- EXTRACT -
▶
Brukman’s owners, three brothers, ran three textile factories. Despite collecting government subsidies they claim that two factories went bankrupt, leaving unpaid workers and huge debts. The owner’s public debts accumulates to 3.8 million pesos, ($1.4 million U.S. dollars)–1.8 million to Argentina Internal Revenue Service, $243,000 U.S.dollars to Argentina’s National Bank, and more than a million pesos to the Buenos Aires City Government. The bookkeeping for Brukman factory has been missing since 1997 the business hadn’t kept accounting books leaving traces of fishy claimed bankruptcies. Since October 2000 the court has demanded Brukman’s accounting books, but the owners have not brought them. The owners were not paying the workers’ social security taxes, so the workers working at the factory for more than a decade have no way to retire with social security funds.

In an economic context, the government’s unwillingness to listen to the workers’ demands in the Brukman conflict is contradictory to former policy. In the 90′s, Argentina’s largest state industries–oil, telephones, aeronotics, water, electricity, and trains were privatized.

Carlos Menem, ex-president 1989-1999 and neoliberal champion who recently withdrew from the second round of presidential elections directed this privatization process. Claudio Katz, describes Argentina’s privatization as a corrupt process, increasing national debt and causing thousands of worker lay-offs. Instead of these businesses being sold and paid for with cash, the government gave over titles of public debts. Industry was given over to private investors relying on government subsidies amounting to billions instead of investing capital.
◀
- DATASET CONTENT -
▶
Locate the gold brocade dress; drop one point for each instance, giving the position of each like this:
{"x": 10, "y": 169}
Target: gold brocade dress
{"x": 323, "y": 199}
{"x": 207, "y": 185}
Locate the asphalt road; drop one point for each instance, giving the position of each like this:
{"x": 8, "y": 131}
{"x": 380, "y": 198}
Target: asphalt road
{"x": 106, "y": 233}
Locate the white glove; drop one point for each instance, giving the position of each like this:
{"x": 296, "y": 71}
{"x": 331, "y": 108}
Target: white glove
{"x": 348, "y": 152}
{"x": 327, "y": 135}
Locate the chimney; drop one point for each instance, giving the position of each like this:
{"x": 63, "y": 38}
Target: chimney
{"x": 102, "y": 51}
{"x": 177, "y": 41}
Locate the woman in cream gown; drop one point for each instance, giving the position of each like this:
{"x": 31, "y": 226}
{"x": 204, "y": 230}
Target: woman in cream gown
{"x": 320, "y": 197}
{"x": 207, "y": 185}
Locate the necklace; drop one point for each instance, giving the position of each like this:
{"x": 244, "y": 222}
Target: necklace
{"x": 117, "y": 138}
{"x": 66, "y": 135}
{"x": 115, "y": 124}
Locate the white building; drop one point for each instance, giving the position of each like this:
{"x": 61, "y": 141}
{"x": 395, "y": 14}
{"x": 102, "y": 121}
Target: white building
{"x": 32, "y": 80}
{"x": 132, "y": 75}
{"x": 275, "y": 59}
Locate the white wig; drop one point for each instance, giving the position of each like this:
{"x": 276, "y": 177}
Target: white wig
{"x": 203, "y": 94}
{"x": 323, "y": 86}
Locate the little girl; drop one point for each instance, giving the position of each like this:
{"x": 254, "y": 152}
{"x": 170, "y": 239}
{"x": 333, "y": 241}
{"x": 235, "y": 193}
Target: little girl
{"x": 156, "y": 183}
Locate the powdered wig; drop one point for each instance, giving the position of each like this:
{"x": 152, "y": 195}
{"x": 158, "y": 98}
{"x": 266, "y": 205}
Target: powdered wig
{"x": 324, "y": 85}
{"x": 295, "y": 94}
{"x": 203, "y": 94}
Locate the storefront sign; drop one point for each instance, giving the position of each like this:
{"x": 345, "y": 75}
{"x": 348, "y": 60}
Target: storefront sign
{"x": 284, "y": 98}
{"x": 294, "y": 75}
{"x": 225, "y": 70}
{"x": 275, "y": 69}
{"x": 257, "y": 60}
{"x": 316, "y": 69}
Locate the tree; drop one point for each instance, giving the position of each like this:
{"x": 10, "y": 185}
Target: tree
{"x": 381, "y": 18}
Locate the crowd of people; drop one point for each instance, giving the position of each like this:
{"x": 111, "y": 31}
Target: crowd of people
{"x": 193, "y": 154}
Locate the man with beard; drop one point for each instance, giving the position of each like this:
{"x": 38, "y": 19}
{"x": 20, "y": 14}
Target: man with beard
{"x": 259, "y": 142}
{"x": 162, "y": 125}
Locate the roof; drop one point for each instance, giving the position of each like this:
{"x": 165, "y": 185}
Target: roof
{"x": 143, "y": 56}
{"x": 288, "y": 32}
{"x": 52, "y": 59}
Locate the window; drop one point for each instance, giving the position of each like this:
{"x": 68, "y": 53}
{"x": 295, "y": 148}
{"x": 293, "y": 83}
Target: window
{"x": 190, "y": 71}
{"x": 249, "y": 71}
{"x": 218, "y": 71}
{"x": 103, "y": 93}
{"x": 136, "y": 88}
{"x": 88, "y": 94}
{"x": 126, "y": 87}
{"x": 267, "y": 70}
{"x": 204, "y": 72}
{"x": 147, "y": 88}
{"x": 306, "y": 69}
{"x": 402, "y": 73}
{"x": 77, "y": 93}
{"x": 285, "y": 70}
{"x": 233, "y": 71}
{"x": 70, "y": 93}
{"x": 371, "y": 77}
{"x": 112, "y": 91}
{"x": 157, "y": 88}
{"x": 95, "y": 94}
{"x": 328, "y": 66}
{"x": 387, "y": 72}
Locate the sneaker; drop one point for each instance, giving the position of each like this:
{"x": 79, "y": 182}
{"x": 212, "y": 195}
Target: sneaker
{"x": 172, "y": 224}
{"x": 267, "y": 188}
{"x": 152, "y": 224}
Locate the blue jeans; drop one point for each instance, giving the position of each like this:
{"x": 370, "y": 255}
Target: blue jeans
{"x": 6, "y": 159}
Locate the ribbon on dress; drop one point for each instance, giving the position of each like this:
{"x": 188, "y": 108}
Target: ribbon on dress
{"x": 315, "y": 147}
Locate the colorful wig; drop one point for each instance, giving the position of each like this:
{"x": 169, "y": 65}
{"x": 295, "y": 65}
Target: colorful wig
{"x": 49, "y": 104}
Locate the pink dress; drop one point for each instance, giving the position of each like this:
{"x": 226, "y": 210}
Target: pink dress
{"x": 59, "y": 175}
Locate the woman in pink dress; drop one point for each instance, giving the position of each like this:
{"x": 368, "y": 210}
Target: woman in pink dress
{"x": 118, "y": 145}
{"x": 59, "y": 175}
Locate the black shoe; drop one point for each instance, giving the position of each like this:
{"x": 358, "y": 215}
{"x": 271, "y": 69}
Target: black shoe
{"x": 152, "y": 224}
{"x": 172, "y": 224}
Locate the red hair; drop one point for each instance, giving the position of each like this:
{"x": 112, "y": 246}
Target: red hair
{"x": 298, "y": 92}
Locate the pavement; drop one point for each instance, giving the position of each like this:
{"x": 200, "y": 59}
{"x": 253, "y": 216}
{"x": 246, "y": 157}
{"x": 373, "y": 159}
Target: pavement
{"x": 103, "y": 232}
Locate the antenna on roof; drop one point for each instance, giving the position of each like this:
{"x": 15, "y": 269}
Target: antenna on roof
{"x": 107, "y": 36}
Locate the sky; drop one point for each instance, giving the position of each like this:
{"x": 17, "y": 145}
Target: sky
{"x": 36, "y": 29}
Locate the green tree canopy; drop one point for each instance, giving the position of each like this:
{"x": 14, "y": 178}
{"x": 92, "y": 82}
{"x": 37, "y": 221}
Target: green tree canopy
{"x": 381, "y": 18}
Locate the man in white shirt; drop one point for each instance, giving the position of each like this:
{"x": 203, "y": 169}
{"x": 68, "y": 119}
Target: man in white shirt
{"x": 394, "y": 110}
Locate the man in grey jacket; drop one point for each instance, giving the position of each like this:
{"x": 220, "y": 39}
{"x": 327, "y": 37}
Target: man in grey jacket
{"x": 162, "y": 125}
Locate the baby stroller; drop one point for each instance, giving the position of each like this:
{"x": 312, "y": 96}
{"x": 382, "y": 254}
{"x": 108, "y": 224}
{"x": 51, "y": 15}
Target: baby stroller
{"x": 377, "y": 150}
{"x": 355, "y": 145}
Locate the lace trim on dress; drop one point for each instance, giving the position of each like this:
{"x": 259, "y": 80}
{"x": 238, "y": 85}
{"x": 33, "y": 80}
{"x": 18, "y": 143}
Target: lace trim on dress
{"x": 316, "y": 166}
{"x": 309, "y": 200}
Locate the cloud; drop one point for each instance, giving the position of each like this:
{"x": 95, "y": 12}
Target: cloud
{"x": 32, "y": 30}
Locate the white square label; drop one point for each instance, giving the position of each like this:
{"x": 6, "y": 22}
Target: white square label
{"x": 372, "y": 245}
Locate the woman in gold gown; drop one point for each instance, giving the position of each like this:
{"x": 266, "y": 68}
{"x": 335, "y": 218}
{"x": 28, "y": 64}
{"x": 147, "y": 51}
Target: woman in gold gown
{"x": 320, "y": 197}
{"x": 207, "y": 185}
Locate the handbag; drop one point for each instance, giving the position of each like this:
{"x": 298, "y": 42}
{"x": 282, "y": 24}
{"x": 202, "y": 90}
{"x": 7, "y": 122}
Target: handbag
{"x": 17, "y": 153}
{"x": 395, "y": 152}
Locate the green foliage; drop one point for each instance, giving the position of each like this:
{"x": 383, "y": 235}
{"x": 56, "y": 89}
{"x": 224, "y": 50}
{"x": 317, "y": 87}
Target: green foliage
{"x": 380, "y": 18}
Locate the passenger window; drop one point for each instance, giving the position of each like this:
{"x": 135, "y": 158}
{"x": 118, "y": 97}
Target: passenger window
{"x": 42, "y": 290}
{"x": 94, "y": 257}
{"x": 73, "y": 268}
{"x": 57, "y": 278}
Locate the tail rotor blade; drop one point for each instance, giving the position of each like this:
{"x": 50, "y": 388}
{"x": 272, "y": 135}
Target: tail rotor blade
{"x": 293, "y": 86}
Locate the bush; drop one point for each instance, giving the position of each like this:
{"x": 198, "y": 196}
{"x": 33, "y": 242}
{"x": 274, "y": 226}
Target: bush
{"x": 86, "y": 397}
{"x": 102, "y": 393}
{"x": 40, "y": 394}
◀
- TASKS TO PERFORM -
1. According to the extract on the Brukman factory, since when has the court been demanding the owners' accounting books?
2. Extend the extract on the Brukman factory and Argentina's privatization, beginning right after its final sentence.

- RESULTS FOR THE EXERCISE -
1. Since October 2000.

2.
Since Brukman’s occupation the workers have demanded that the state expropriate the factory to the workers–government to absorb the owners’ state debts to buy the building, machinery and brand name. The workers are also asking for a 150,000 peso government subsidy in order to increase and diversify production. Under state expropriation, workers propose that the government buy from the factory sheets, smocks, and uniforms for the needs of public hospitals, schools and institutions .

The national and city government has only made one offer to the workers, technical assistance from the National Industrial and Technical Institute if the workers form a microenterprise or cooperative. This offer does not guarantee any means for the workers to continue production. Essentially, it promises the workers what they already have-the know how to run a factory.

While the government is trying to appear generous and willing to negotiate, it uses brutal force in the continued eviction of the workers. Nestor Kirchner, Argentina’s new president promises to continue with the politics of creating security–more police force and zero tolerance for protesters. Increasingly, the government’s position is to use repression to debilitate the expressions of social resistance that emerged from December 19 and 20, 2001.

While police continue to stand outside the factory, workers and supporters continue fighting, setting up permanent camp outside the factory and organizing cultural events. Weekly, workers have brought sewing machines into the streets, producing sheets and clothes for donation. All hope is being put towards the city legislature deciding a law to expropriate of the factory’s machines and building. Sasetru, another worker operated factory, was evicted after machines were legally expropriated to the workers, bringing many doubts in the case of Brukman. Flor, another worker reflects the urgency to recuperate the factory, "We are not going to leave this struggle, because if we don’t enter the factory we are nothing."